> REQUIRED TASK: Return every line of the entries below that contains the string "windshield", matching case exactly.

> INPUT:
----------

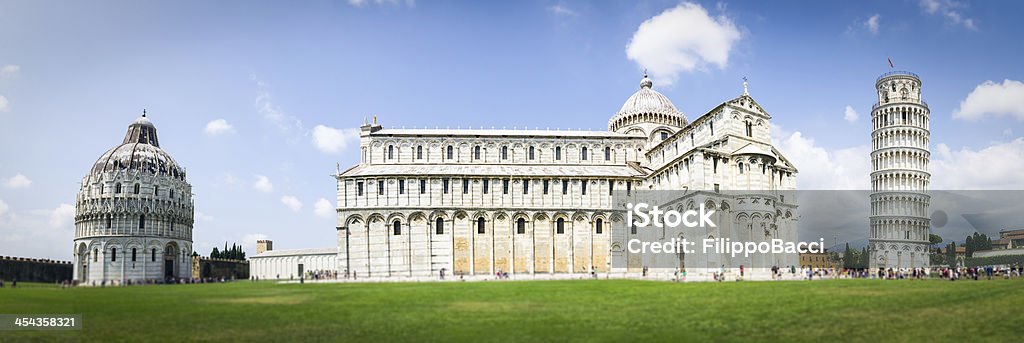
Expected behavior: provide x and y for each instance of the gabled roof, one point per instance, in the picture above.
(494, 170)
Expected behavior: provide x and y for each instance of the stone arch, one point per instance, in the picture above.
(375, 217)
(481, 214)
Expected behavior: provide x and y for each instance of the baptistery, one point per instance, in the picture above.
(134, 214)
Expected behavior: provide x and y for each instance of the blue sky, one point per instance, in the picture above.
(73, 76)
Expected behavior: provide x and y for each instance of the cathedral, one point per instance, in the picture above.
(465, 202)
(133, 214)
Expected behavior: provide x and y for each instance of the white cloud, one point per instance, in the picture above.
(872, 24)
(269, 111)
(850, 115)
(229, 178)
(682, 39)
(995, 167)
(324, 208)
(10, 70)
(292, 203)
(263, 184)
(360, 3)
(62, 216)
(217, 127)
(17, 181)
(820, 168)
(332, 140)
(993, 98)
(562, 9)
(950, 9)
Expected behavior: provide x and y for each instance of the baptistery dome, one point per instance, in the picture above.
(134, 214)
(650, 108)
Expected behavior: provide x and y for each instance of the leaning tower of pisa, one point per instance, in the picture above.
(899, 221)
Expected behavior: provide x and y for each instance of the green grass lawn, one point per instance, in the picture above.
(562, 310)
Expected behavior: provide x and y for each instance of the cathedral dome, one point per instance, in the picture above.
(647, 105)
(648, 100)
(140, 152)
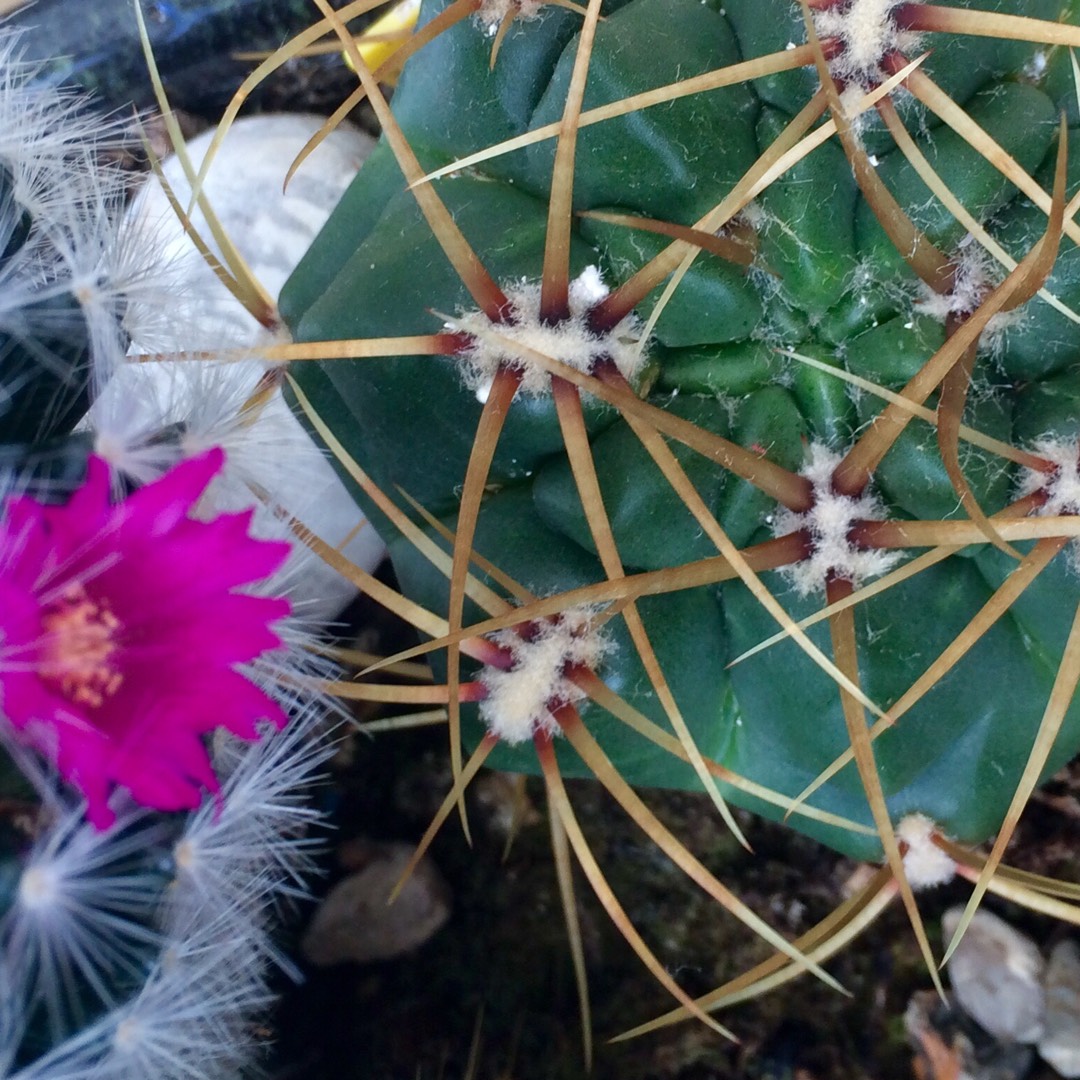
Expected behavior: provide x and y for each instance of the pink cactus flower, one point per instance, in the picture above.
(122, 631)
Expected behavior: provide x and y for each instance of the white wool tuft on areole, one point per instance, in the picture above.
(1062, 486)
(925, 863)
(520, 701)
(569, 340)
(829, 522)
(867, 34)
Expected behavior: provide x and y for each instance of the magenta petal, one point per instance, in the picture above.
(158, 508)
(121, 631)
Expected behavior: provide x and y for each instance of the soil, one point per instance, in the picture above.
(491, 996)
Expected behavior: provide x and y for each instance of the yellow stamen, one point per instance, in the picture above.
(80, 644)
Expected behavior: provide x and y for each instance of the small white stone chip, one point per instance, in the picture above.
(518, 701)
(570, 340)
(925, 863)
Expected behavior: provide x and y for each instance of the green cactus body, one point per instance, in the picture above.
(826, 283)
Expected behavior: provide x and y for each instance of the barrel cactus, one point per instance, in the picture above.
(158, 721)
(711, 369)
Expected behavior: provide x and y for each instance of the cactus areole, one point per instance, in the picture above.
(785, 355)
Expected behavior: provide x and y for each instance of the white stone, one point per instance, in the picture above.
(996, 974)
(272, 230)
(1060, 1044)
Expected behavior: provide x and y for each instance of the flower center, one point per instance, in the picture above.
(79, 648)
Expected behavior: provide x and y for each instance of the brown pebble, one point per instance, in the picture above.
(355, 923)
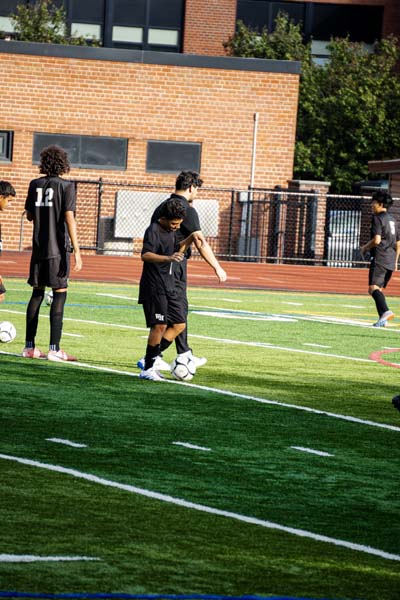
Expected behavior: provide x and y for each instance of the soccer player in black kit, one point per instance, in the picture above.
(164, 312)
(186, 186)
(384, 247)
(7, 193)
(50, 204)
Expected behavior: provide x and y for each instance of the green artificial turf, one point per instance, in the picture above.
(281, 378)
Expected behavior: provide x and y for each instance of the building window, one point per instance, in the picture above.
(320, 21)
(6, 143)
(172, 157)
(147, 24)
(85, 18)
(90, 31)
(85, 151)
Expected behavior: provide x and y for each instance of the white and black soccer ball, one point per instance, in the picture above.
(8, 333)
(183, 368)
(48, 297)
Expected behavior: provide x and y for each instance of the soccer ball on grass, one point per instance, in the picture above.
(8, 333)
(48, 297)
(183, 368)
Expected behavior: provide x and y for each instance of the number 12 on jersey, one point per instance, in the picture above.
(47, 199)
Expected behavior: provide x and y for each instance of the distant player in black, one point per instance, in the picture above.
(161, 253)
(7, 193)
(384, 247)
(186, 186)
(50, 204)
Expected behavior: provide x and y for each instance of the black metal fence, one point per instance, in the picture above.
(276, 225)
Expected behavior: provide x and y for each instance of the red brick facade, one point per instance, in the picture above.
(211, 104)
(209, 24)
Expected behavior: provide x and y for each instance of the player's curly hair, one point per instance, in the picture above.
(172, 209)
(382, 197)
(186, 179)
(54, 161)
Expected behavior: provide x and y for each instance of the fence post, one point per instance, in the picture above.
(230, 230)
(98, 232)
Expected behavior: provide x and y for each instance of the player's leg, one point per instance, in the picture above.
(378, 279)
(155, 309)
(181, 341)
(2, 290)
(58, 281)
(37, 272)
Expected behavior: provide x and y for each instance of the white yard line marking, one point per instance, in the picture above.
(72, 334)
(66, 442)
(117, 296)
(311, 451)
(283, 348)
(242, 396)
(316, 345)
(192, 446)
(34, 558)
(203, 508)
(222, 315)
(294, 303)
(352, 306)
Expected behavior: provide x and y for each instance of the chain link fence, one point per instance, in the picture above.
(258, 225)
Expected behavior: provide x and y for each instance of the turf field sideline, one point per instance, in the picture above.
(289, 424)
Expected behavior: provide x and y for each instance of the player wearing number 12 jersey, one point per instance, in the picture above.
(50, 204)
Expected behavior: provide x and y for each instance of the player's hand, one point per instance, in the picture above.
(221, 274)
(177, 257)
(78, 262)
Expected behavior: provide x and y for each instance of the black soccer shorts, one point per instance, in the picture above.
(50, 272)
(162, 309)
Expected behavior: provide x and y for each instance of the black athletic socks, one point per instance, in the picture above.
(164, 344)
(56, 319)
(380, 302)
(151, 354)
(32, 316)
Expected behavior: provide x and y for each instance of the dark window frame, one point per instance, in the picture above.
(353, 13)
(166, 147)
(7, 137)
(78, 148)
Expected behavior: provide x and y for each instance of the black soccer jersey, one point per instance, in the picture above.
(190, 223)
(384, 224)
(157, 278)
(48, 199)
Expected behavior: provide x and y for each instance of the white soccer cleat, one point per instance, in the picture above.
(33, 353)
(151, 374)
(159, 364)
(199, 361)
(60, 356)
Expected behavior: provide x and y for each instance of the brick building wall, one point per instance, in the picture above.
(105, 92)
(209, 24)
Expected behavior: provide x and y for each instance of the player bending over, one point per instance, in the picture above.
(186, 185)
(163, 308)
(384, 246)
(51, 206)
(7, 193)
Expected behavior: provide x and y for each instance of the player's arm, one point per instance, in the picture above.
(208, 255)
(71, 227)
(161, 258)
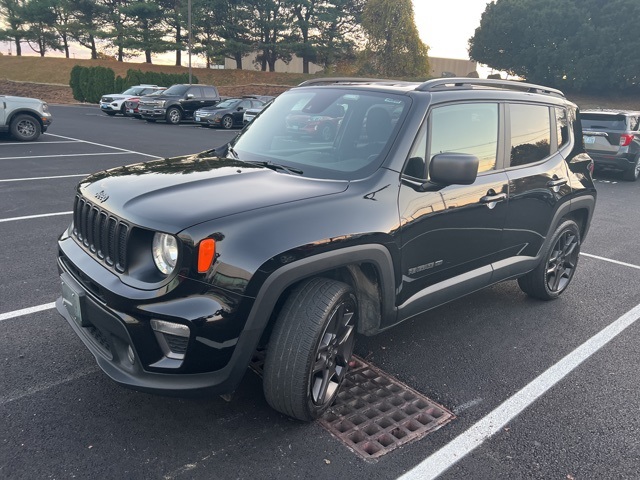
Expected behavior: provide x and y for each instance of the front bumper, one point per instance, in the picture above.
(156, 113)
(131, 353)
(621, 162)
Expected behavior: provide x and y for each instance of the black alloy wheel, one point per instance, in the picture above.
(310, 348)
(227, 122)
(174, 116)
(25, 128)
(555, 272)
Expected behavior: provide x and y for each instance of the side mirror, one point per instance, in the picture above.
(453, 169)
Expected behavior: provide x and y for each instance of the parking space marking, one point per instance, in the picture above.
(106, 146)
(30, 217)
(465, 443)
(36, 143)
(68, 155)
(26, 311)
(43, 178)
(610, 260)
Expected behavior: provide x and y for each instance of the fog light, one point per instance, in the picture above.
(173, 338)
(130, 355)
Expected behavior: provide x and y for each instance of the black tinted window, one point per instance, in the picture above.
(466, 128)
(598, 121)
(530, 134)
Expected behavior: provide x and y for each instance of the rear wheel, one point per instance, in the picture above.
(25, 128)
(310, 348)
(174, 115)
(559, 261)
(634, 172)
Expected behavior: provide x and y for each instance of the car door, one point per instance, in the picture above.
(450, 235)
(538, 178)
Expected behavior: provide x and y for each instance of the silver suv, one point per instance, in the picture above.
(612, 139)
(25, 118)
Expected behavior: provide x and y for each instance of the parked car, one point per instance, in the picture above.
(178, 103)
(227, 114)
(321, 125)
(175, 271)
(131, 104)
(251, 113)
(113, 103)
(24, 118)
(612, 139)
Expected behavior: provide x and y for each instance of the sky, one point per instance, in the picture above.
(446, 25)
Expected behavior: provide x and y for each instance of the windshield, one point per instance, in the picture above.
(325, 132)
(230, 103)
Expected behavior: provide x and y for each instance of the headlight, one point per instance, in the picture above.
(165, 252)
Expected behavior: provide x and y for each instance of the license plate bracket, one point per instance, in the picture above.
(73, 299)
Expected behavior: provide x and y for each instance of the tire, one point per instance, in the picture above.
(227, 122)
(174, 116)
(559, 262)
(25, 128)
(633, 173)
(310, 348)
(325, 133)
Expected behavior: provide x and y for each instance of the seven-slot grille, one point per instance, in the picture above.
(103, 234)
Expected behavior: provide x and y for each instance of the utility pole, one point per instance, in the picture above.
(189, 15)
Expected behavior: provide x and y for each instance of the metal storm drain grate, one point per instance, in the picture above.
(374, 413)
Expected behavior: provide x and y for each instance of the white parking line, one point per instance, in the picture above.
(43, 178)
(33, 144)
(26, 311)
(610, 260)
(30, 217)
(106, 146)
(468, 441)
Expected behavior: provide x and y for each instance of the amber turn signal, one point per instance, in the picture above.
(206, 253)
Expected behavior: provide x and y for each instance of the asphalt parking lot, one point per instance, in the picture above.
(539, 389)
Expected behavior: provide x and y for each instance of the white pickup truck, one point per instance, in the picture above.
(25, 118)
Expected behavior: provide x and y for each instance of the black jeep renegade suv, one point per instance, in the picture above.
(175, 271)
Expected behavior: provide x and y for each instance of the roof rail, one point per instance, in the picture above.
(439, 83)
(351, 80)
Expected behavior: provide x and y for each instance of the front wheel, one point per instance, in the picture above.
(559, 261)
(25, 128)
(227, 122)
(310, 348)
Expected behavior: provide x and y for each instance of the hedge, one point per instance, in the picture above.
(88, 84)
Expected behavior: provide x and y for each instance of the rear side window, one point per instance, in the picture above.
(596, 121)
(530, 134)
(466, 128)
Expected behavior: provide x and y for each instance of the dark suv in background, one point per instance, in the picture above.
(174, 272)
(612, 139)
(177, 103)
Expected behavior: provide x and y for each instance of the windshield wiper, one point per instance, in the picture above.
(277, 166)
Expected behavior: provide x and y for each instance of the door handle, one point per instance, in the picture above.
(491, 198)
(558, 182)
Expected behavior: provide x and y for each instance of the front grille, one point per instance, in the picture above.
(101, 233)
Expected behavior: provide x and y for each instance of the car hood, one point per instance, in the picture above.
(172, 194)
(21, 100)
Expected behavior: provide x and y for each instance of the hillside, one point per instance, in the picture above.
(48, 79)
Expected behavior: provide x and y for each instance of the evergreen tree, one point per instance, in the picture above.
(394, 47)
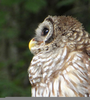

----------

> THE ANSWER:
Expected behavior: provide x and y for each instance of the windshield, one point per instance, in the picture above.
Expected behavior: provide x and y for each instance of the windshield wiper, one point per instance, in the picture above.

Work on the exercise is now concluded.